### Action item
Without the pictures, give every record again exactly.
#### Available records
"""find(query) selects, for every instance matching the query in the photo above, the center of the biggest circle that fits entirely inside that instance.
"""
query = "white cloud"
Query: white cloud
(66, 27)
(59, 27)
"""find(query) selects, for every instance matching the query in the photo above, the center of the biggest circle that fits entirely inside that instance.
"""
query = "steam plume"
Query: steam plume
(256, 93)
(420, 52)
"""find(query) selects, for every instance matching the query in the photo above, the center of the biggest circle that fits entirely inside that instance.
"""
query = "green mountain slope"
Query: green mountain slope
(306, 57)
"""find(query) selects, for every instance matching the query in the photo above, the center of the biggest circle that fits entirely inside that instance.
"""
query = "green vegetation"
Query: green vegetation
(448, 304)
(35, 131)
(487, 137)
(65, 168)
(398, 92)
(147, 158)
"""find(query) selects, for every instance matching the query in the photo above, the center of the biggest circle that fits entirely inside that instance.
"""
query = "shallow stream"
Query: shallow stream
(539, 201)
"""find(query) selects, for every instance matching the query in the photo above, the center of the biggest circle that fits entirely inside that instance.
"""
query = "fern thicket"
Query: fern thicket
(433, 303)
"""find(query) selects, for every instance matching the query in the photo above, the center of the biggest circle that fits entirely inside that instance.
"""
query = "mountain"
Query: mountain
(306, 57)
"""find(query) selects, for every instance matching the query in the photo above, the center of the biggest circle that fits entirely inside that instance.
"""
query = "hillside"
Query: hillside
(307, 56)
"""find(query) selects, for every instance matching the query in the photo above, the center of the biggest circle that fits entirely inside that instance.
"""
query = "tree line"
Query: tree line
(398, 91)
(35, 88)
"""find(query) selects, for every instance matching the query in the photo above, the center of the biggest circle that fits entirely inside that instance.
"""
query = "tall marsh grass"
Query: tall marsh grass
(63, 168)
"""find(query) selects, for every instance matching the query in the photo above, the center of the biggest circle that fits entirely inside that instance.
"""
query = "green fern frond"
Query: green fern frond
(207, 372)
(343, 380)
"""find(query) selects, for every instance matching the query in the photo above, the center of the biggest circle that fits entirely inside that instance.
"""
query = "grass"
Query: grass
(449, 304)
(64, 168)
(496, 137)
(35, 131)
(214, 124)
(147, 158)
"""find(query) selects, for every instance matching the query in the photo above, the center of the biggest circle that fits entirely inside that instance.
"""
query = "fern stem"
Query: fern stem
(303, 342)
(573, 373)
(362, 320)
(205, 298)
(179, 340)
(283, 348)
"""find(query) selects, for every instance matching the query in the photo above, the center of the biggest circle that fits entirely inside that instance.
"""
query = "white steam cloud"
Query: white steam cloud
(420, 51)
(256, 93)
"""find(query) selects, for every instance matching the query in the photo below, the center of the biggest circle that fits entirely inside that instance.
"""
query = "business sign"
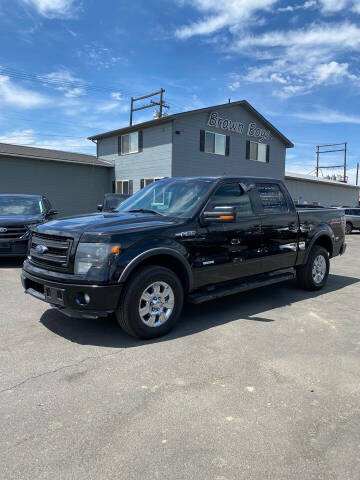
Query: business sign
(260, 133)
(215, 120)
(224, 123)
########
### Task response
"""find(query) selects, for every instance matching the query in the photo above, the center of the biggest circle that fits entirely inside that instance.
"""
query = "white cloud"
Query: white cloud
(66, 27)
(59, 27)
"""find(query) selects, for every instance matching the query in the photo above, the center of the biggest circle that fits entirely inside that instance.
"""
query = "steam plume"
Query: steam plume
(256, 93)
(420, 52)
"""find(query) selects, for every instance matching the query in the photo above, the center of the biggest circle that fits entirely inside that instance.
"""
query = "green mountain slope"
Query: green mountain slope
(306, 57)
"""find(query) selects, for every instance matching the query in the photo above, the center of the biggest circle that fits entirely inside that instance.
"""
query = "green vegetation"
Query: green vegetation
(448, 304)
(35, 131)
(487, 137)
(65, 168)
(398, 92)
(147, 158)
"""find(query) selects, for every instance matching the query in the photo above, the center of the biggest circle that fits entirely inside that instance.
"""
query = "shallow stream"
Query: shallow stream
(539, 201)
"""find(query) selects, for every instance matching the query in the photo above, the center of the biggest circle that fits entirely inside that instance.
"""
query = "fern thicket"
Query: fern thicket
(433, 303)
"""find(query) selects, for every instance matching the query in the photo above, the center of the biggest circle that fits entirely inside that instance.
"""
query = "mountain"
Query: mountain
(306, 57)
"""find(query) selects, for every instance matching the query in the photo above, the center of the biggest circle that fits entirely inside that instance.
"""
query = "hillside"
Query: hillside
(307, 56)
"""find(query) selects, for every instance matching the query in the photo above, the center of the biggest circle that fits entirely inside that instance.
"""
query = "tree line"
Query: tree line
(398, 91)
(35, 88)
"""find(query) selects, for every instance matching the query in the photo above, the center of the biggest circle that fits entirely inside that instance.
"""
query = "tall marsh grass"
Query: tall marsh grass
(63, 168)
"""find(query) selects, for every instance matching the query in the photo above, the center of the biggest circle that fits entirely inside that instance.
"""
query = "green fern frond"
Query: green fern frond
(207, 372)
(343, 380)
"""find(query) selects, for every instance matching the query in the photo above, the center of the biggest circle that fits entirely inside that instance.
"""
query = "grass"
Query: grass
(449, 304)
(64, 168)
(496, 137)
(35, 131)
(214, 124)
(147, 158)
"""find(query) selects, for every instance matching the query in the photo above, the center of the biggest circle that fits entirely inside that instance.
"""
query = "fern stem"
Query: fern stem
(303, 342)
(573, 373)
(362, 320)
(205, 298)
(179, 340)
(283, 348)
"""find(query) selects, for every instance matching the query in the photo above, the center of the biggest circle that fits entirely inside that instance.
"""
query = "white steam cloud"
Query: white steam cloud
(420, 51)
(256, 93)
"""find(query) selects, for every instance matching the query in the photo below, the center of the biggest circle that fits entirely inside that instance.
"""
query = "business sign"
Query: business sign
(260, 133)
(215, 120)
(224, 123)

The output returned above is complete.